• [Verilen görev 1]: Aşağıdaki veri kümesi satırlarının tamamını, "class of interest" ifadesini her geçtiği yerde "target class" ile değiştirip geri kalan her şeyi aynen koruyarak yeniden yazınız. Resimleri çıktıya dahil etmeyiniz.

• [Sağlanan metin]:
┏━━
Astana’da bana rehberlik yapan Ankara büyükelçiliğindeki görevinden merkeze yeni dönmüş olan genç Kazak diplomatın anlattıklarının etkisinde fazla kalmış olmalıyım; insanların sokaklara taşmasını, göğüslerini kurşunlara siper etmelerini, isyan görüntülerini de, yeni başkanın barışçı gösteriler yapan halkın üzerine ateş açılması emri yüzünden ilk elde 14 kişinin hayatını kaybetmesini de çok yadırgadım.   

Hükümetin doğalgaz, petrol ve pek çok kıymetli maden zengini ülkede LPG gazına zam yaptığı için başladığı söyleniyor hareketlenmenin. Ellerde taşınan pankartlar da bu söylentiyi doğruluyor.

Ne kadar basit bir sebep değil mi? 

Zam sebep olsa bile, insanların zaman içerisinde biriktirdikleri menfi enerjinin patlaması gözüyle de bakabiliriz şimdilerde yaşananlara…

Tokayev sokakları sakinleştiremeyince Moskova’dan asker talebinde bulundu.

Moskova’nın da canına minnet; ülke sokaklarında güvenliği Rus askerleri sağlıyor.

Halkın yaygın olarak kullandığı temel ihtiyaç maddelerinin zam gördüğü tek ülke Kazakistan değil. Korona etkisinde büyük bölümü evlere kapanılarak geçirilen iki yılın en ağır faturası sağlık yanında ekonomide hissediliyor. Hükümetler vatandaşlarına çalışmadıkları günlerde mali yardımda bulundular; buna karşılık üretim büyük çapta durdu, ticari hayat felce uğradı ve bütün bunlar hayatı pahalı hale getirdi.

ABD’de ve Avrupa’nın bütün ülkelerinde zamlar insanları şaşkınlığa düşürüyor.

Pek çok ülke daha önce hiç yaşanmamış yükseklikte enflasyonla karşı karşıya.

Bizde de aynı durum yok mu? Var. TÜİK Aralık ayı enflasyonunu yüzde 36.8 olarak açıkladı. Hissedilen pahalılık onun çok üzerinde. Prof. Veysel Ulusoy’un başkanlık ettiği Enflasyon Araştırma Grubu (ENAG) Aralık ayı için enflasyon oranını %82.81 olarak hesapladı. Dünyanın öndegelen ülkeleri ekonomilerini gözetim altında tutan Amerikalı Prof. Steve Hanke’nin Türkiye için enflasyon hesabı %100.65…

Metropoll araştırma firması son anket çalışmasında insanlara hissettikleri enflasyon oranını da sormuş. İnsanların büyük bölümü (%61.5’i) “%100 veya daha fazla” cevabını vermiş; bir bölümü de (%28.8’i) “%50-%100 arası” demiş. İkisinin toplamı olan %90.8 enflasonun %50’in üzerinde olduğu kanaatinde. Enflasyonun etkisini %50’inin altında hissedenlerin oranı yalnızca yüzde 7.1 çıkmış… “Enflasyon %50’in, belki %100’ün üzerinde” diyenler AK Partililerin bile %77.7’sini teşkil ediyor.
┗━━
Veri kümesi girdileri:
┏━━
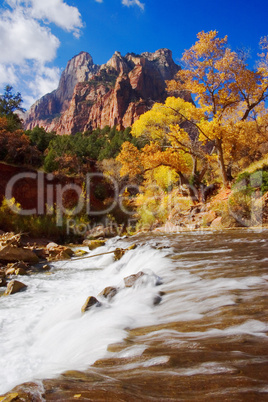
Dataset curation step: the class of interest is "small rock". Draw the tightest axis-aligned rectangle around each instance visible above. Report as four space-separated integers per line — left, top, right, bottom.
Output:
87 240 105 250
124 271 145 288
42 264 50 271
114 248 126 261
128 243 138 250
0 392 21 402
81 296 101 313
4 279 27 296
6 268 16 275
153 295 162 306
15 268 27 275
46 242 59 250
0 278 7 288
98 286 118 300
74 250 88 257
0 245 39 264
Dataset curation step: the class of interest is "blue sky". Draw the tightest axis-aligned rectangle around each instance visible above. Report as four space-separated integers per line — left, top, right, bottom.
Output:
0 0 268 108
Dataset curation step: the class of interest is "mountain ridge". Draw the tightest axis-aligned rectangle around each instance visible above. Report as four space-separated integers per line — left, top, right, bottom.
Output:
24 48 186 134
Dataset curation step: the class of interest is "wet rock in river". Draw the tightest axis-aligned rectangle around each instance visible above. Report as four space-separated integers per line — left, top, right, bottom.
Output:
┗━━
• [Verilen görev 2]: Yukarıdaki enflasyon yazısından, "Astana’da bana rehberlik" sözlerini içeren yerden başlayıp "asker talebinde bulundu." sözleriyle biten bölümü değiştirmeden aktarınız.

• [Görev çıktısı 1]:
Dataset curation step: the target class is "small rock". Draw the tightest axis-aligned rectangle around each instance visible above. Report as four space-separated integers per line — left, top, right, bottom.
Output:
87 240 105 250
124 271 145 288
42 264 50 271
114 248 126 261
128 243 138 250
0 392 21 402
81 296 101 313
4 279 27 296
6 268 16 275
153 295 162 306
15 268 27 275
46 242 59 250
0 278 7 288
98 286 118 300
74 250 88 257
0 245 39 264
Dataset curation step: the target class is "blue sky". Draw the tightest axis-aligned rectangle around each instance visible above. Report as four space-separated integers per line — left, top, right, bottom.
Output:
0 0 268 108
Dataset curation step: the target class is "mountain ridge". Draw the tightest axis-aligned rectangle around each instance visible above. Report as four space-separated integers per line — left, top, right, bottom.
Output:
24 48 186 134
Dataset curation step: the target class is "wet rock in river". Draw the tightest axis-aligned rectangle around each instance visible above. Report as four space-separated integers per line — left, top, right, bottom.
Output:

• [Görev çıktısı 2]:
Astana’da bana rehberlik yapan Ankara büyükelçiliğindeki görevinden merkeze yeni dönmüş olan genç Kazak diplomatın anlattıklarının etkisinde fazla kalmış olmalıyım; insanların sokaklara taşmasını, göğüslerini kurşunlara siper etmelerini, isyan görüntülerini de, yeni başkanın barışçı gösteriler yapan halkın üzerine ateş açılması emri yüzünden ilk elde 14 kişinin hayatını kaybetmesini de çok yadırgadım.   

Hükümetin doğalgaz, petrol ve pek çok kıymetli maden zengini ülkede LPG gazına zam yaptığı için başladığı söyleniyor hareketlenmenin. Ellerde taşınan pankartlar da bu söylentiyi doğruluyor.

Ne kadar basit bir sebep değil mi? 

Zam sebep olsa bile, insanların zaman içerisinde biriktirdikleri menfi enerjinin patlaması gözüyle de bakabiliriz şimdilerde yaşananlara…

Tokayev sokakları sakinleştiremeyince Moskova’dan asker talebinde bulundu.